◆ Records supplied
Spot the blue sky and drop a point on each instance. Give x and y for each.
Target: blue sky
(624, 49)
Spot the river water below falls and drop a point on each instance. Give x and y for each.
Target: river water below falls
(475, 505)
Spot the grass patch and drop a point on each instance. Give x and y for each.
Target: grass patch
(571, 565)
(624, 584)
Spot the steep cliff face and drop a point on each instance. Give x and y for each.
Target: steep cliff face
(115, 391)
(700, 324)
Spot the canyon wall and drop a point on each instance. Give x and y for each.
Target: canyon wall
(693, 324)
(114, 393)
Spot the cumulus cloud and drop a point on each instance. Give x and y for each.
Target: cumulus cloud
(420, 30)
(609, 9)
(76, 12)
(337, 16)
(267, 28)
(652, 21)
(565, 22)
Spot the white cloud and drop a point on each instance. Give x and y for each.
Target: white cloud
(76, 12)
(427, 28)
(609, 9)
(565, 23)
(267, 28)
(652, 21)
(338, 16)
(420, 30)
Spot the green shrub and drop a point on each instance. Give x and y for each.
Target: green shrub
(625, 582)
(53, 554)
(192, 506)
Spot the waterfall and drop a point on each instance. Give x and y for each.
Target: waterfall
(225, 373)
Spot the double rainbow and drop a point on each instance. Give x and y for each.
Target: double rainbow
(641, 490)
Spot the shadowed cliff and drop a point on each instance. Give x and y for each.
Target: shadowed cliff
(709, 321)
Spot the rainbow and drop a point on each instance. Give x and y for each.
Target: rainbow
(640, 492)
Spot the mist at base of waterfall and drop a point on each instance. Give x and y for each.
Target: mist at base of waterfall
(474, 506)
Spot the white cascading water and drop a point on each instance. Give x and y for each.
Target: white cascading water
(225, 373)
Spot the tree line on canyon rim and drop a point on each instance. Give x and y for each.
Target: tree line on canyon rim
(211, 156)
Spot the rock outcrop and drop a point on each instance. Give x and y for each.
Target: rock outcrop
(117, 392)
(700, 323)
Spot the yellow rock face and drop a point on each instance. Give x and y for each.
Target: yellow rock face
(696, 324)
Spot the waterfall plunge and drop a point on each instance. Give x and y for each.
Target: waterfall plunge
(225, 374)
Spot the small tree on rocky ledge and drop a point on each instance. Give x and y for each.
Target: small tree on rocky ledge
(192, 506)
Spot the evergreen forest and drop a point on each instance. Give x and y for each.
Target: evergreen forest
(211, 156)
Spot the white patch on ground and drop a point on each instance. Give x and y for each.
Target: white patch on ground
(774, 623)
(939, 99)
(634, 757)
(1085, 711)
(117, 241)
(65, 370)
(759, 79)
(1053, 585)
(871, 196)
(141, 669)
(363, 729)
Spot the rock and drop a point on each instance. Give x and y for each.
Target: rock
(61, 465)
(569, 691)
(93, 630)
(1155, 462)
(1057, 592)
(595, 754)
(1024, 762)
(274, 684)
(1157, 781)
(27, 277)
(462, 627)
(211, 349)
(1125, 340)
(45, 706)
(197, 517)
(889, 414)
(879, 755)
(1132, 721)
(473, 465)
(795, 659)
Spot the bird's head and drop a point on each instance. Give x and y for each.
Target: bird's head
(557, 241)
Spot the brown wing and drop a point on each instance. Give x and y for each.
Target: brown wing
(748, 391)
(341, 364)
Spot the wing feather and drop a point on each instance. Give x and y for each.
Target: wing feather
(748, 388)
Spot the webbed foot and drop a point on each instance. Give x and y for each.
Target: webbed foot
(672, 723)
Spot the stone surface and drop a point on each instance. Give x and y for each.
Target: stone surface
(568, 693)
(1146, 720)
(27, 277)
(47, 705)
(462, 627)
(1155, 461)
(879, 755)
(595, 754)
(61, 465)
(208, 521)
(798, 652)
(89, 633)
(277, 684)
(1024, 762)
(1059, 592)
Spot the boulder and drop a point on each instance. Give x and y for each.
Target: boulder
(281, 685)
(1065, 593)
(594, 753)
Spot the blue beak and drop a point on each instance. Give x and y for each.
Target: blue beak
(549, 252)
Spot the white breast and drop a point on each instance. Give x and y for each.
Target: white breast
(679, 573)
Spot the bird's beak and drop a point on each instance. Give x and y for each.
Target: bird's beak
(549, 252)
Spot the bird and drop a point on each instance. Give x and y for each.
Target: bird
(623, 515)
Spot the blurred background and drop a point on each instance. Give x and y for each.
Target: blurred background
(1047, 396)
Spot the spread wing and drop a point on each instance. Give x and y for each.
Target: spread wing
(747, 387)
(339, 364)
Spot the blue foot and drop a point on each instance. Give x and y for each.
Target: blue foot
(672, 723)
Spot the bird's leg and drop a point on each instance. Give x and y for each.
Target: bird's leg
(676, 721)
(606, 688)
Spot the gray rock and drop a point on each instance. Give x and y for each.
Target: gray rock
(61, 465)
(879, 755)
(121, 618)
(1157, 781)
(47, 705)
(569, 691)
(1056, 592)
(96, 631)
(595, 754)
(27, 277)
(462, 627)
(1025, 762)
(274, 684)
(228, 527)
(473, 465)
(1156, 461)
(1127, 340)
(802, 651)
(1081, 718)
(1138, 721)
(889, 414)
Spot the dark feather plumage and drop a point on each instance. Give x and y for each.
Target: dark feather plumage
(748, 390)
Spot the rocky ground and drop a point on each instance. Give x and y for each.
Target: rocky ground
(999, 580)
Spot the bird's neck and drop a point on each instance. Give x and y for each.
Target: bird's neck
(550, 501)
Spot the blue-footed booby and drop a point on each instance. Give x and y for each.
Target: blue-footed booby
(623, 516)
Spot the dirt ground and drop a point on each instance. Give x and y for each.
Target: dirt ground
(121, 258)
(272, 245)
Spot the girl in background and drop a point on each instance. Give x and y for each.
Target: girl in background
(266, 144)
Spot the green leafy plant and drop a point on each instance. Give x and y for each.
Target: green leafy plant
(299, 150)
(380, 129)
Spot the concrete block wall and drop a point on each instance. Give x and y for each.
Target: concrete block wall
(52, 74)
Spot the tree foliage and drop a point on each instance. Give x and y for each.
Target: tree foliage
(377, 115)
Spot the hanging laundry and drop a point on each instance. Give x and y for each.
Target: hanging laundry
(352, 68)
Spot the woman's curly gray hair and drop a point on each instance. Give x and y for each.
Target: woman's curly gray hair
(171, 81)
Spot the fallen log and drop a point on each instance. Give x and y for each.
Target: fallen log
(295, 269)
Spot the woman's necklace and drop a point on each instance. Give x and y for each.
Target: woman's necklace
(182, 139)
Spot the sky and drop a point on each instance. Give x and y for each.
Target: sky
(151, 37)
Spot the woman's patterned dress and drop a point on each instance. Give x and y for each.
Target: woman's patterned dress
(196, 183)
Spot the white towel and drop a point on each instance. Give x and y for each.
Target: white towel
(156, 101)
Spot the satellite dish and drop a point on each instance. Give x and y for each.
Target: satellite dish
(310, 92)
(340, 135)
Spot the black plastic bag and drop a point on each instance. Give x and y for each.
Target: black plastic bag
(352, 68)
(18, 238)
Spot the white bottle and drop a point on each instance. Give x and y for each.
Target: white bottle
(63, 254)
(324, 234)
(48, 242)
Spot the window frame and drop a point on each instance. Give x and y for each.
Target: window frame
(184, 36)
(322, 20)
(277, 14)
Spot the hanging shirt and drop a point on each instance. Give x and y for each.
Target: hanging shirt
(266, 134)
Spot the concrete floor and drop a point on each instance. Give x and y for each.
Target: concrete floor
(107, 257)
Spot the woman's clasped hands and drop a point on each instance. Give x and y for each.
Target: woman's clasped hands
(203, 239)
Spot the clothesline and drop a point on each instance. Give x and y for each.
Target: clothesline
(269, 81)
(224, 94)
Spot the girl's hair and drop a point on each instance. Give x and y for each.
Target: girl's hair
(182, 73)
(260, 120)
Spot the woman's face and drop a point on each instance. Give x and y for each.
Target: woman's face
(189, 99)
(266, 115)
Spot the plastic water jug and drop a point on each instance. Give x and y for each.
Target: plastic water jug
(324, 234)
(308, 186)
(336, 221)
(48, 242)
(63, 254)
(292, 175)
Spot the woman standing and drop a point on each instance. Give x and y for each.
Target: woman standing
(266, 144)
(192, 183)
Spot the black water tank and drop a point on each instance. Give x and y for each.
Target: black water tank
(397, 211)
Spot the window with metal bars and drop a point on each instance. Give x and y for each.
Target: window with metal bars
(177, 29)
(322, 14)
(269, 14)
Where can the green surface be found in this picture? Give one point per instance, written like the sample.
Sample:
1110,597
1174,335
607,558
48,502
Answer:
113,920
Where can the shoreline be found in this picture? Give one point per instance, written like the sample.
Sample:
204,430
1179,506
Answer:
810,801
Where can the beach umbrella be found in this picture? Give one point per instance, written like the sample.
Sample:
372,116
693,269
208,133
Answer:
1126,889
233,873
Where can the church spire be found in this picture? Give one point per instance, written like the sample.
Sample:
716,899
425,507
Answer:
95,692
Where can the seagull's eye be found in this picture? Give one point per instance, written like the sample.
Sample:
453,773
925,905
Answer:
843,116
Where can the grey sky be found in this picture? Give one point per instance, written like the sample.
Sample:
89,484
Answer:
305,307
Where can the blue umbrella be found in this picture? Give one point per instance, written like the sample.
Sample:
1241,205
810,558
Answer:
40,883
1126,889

◆ Task
Reproduce the lines from the one containing "Where can the church" to the end of the entries, keeping both ends and adding nothing.

◆ Result
Where can the church spire be found in this picture? Give one point per instance, written like the sample.
Sample:
716,899
425,507
Answer:
95,692
Where can the seagull's eye be found in this picture? Give one point per instance, written like the sample.
Sample:
453,773
925,905
Answer:
843,116
Where can the grey sky be found in this picture? Give one point per instance, written like the sample.
Sample:
89,484
Answer:
305,307
Where can the blue umbrella be found in this picture? Give one point per instance, written like the sample.
Sample:
1241,205
810,558
Answer:
40,883
1126,889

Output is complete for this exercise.